**Exercise directions**
Copy out the review excerpt below on the documentary Chasing Trane in full, word for word.
--- Selected extract ---
While Chasing Trane could have digressed into a succession of talking heads, most of them offer insightful commentary. So, balancing Carlos Santana’s hyperbolic thought that Coltrane’s sound “rearranges molecular structure,” Japanese Coltrane obsessive/author Yasuhiro “Fuji” Fujioka sums up the saxophonist’s power easily: “He makes me happy.” Spliced with live footage of Coltrane’s “Classic Quartet,” pianist McCoy Tyner (the only living member of that band) says Coltrane made his bandmates believe they were put on earth to play their brand of energetic music. When the film cuts back to a young Tyner banging out an aggressive solo, it’s clear these aren’t just words.

Denzel Washington voices Coltrane’s thoughts, reading quotes from interviews and album notes, without getting heavy-handed. Snippets of home movies also present a more relaxed side, with the saxophonist playing with his family, dancing around his yard and smiling, away from the scrutiny of fanatical followers. 

In the end, Chasing Trane offers a strong enough story to those new to the saxophonist’s life, while presenting it to the die-hard fans in a way that keeps it exciting. (The late-period footage of the Newport Jazz Festival is especially valuable.) And any chance to hear fellow saxophonist Sonny Rollins (himself very much a musical guru) speak is valuable. His thoughts, together with those of Coltrane biographer Ashley Kahn and the dynamic philosopher Cornell West, make the film even stronger.

Trumpeter Lee Morgan also has a good deal of mythology surrounding him. He became one of the top musicians in the hard-bop style of the 1950s and ’60s, virtually making that style commercially popular with his funky hit, “The Sidewinder.” In 1973, at age 33, he was shot and killed between sets at the rough New York bar Slug’s Saloon. The shooter was his common-law wife, Helen.
--- Record extracts ---
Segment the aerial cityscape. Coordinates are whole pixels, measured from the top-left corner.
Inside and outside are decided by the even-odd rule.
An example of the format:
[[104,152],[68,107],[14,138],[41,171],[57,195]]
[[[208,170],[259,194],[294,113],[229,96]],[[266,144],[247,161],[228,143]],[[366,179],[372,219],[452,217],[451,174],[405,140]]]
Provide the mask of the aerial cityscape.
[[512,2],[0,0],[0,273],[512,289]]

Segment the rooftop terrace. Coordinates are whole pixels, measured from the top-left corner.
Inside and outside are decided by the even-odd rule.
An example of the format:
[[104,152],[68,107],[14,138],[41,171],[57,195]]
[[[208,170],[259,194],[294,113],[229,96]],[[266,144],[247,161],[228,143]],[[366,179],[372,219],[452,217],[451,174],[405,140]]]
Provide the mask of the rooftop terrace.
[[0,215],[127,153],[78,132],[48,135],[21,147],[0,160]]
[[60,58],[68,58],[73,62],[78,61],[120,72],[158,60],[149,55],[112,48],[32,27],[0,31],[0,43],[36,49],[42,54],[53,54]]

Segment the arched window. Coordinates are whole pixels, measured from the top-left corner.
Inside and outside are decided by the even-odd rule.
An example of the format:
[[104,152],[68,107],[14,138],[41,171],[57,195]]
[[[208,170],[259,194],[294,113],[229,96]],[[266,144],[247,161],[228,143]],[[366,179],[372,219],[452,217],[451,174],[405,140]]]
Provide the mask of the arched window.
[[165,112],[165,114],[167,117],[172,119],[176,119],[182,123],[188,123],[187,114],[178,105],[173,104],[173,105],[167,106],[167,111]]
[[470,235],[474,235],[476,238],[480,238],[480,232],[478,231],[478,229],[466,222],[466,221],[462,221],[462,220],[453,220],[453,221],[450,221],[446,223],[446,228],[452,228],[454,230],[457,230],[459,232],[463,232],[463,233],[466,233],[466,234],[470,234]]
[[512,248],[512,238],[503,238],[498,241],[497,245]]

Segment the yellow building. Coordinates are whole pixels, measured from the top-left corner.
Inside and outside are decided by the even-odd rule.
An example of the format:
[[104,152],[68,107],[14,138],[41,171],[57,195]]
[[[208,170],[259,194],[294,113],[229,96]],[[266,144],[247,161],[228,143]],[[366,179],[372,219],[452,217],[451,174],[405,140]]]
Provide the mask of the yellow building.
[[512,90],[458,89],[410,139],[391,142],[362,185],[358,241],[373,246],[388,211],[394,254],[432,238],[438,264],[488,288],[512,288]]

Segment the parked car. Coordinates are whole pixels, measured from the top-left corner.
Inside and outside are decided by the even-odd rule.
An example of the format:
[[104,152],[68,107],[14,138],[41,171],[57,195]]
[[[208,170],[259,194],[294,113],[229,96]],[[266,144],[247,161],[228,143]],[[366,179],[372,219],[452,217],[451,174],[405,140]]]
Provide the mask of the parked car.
---
**Result of this task**
While Chasing Trane could have digressed into a succession of talking heads, most of them offer insightful commentary. So, balancing Carlos Santana’s hyperbolic thought that Coltrane’s sound “rearranges molecular structure,” Japanese Coltrane obsessive/author Yasuhiro “Fuji” Fujioka sums up the saxophonist’s power easily: “He makes me happy.” Spliced with live footage of Coltrane’s “Classic Quartet,” pianist McCoy Tyner (the only living member of that band) says Coltrane made his bandmates believe they were put on earth to play their brand of energetic music. When the film cuts back to a young Tyner banging out an aggressive solo, it’s clear these aren’t just words.

Denzel Washington voices Coltrane’s thoughts, reading quotes from interviews and album notes, without getting heavy-handed. Snippets of home movies also present a more relaxed side, with the saxophonist playing with his family, dancing around his yard and smiling, away from the scrutiny of fanatical followers. 

In the end, Chasing Trane offers a strong enough story to those new to the saxophonist’s life, while presenting it to the die-hard fans in a way that keeps it exciting. (The late-period footage of the Newport Jazz Festival is especially valuable.) And any chance to hear fellow saxophonist Sonny Rollins (himself very much a musical guru) speak is valuable. His thoughts, together with those of Coltrane biographer Ashley Kahn and the dynamic philosopher Cornell West, make the film even stronger.

Trumpeter Lee Morgan also has a good deal of mythology surrounding him. He became one of the top musicians in the hard-bop style of the 1950s and ’60s, virtually making that style commercially popular with his funky hit, “The Sidewinder.” In 1973, at age 33, he was shot and killed between sets at the rough New York bar Slug’s Saloon. The shooter was his common-law wife, Helen.